Task 1
From the post on AI weather forecasting, output word for word the part that opens with the words containing "Last Thursday, a" and closes with "their forecast discussion.".
Task 2
According to the post on AI weather forecasting, how old is the European AIFS model?

If you read every one of our posts every day throughout hurricane season (bless your heart and thank you if you did), you would have noticed a bit of a change in “tone” or frequency of us discussing things like AI modeling or the ICON model. One post in particular stands out regarding Hurricane Francine.
I’ve been professionally forecasting weather for over 20 years now, and much like a generation of forecasters before me witnessed in their careers, I firmly believe we are witnessing one of the most consequential forecasting “revolutions,” if you will in a very long time. There have always been new or tweaked models intended to improve forecast output. Things change, they get better, the science moves forward. But what we are seeing now is what I believe to be a legitimate disruption. AI, machine learning, and more efficient computer power are leading to a new wave of models, new ways of developing models, and a turnaround time on these new tools that’s lightning fast compared to history. The European AIFS model is barely 18 months old, and it’s already become an absolutely essential tool in the toolkit. Every few weeks a company like NVIDIA or Google or a smaller firm comes forward and announces some breakthrough they’ve made in forecasting using AI and machine learning. Of course, science by press release tells us nothing useful. But as some of this stuff gets integrated and made available to forecasters, it seems clear that the hype has some legitimacy.
So what does this have to do with Minnesota? Well, I wanted to walk through the anatomy of a fairly minor forecast “bust” of sorts that occurred in Minnesota last week. I’m not going to throw anyone under the proverbial bus here; the NWS and others did a fine job overall messaging how this system would impact the region, and for the most part that’s what happened. But there were some surprises in how this unfolded, which were fairly small in terms of mathematical error or impacts but may have led to the perception of a fairly meaningful forecast bust.
Last Thursday, a storm system passing quickly through the state was expected to produce a widespread accumulating snow, which it did. The general thinking was that the highest totals would be north of I-94, which runs from Fargo through Alexandria (a favorite place of this author’s) and St. Cloud into the Twin Cities. There had been signs this was coming several days in advance. Last Monday, the NWS in the Twin Cities wrote this in their forecast discussion.

Data extract
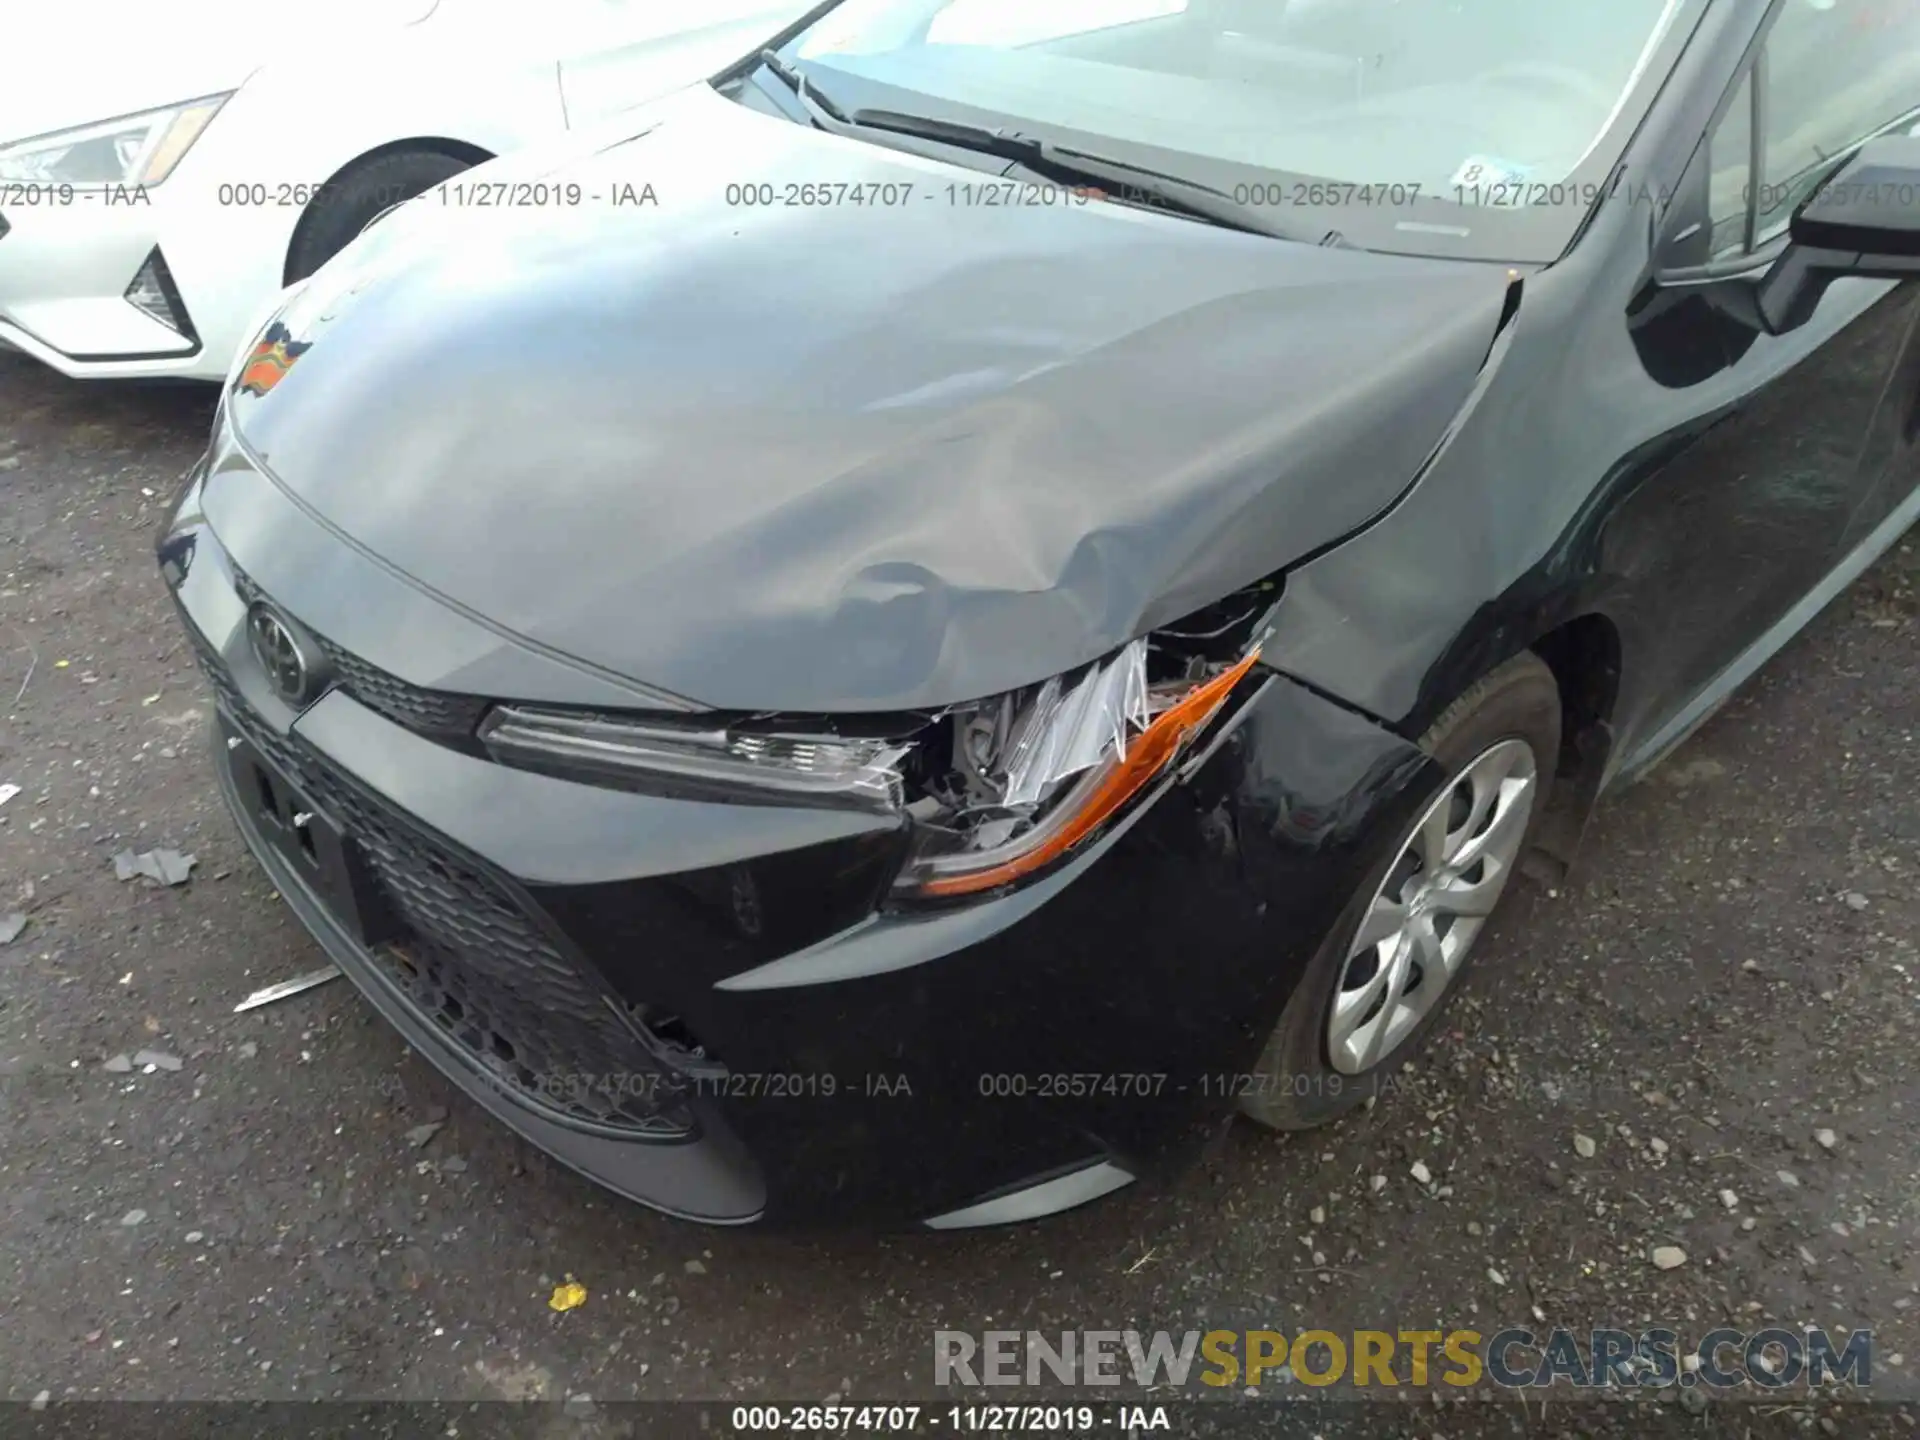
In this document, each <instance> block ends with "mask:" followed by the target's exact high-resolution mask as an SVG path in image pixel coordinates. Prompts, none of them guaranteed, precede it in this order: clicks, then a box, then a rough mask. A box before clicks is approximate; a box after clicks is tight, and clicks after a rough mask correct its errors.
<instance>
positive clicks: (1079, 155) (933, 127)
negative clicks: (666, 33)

Solution 1
Last Thursday, a storm system passing quickly through the state was expected to produce a widespread accumulating snow, which it did. The general thinking was that the highest totals would be north of I-94, which runs from Fargo through Alexandria (a favorite place of this author’s) and St. Cloud into the Twin Cities. There had been signs this was coming several days in advance. Last Monday, the NWS in the Twin Cities wrote this in their forecast discussion.

Solution 2
Barely 18 months old.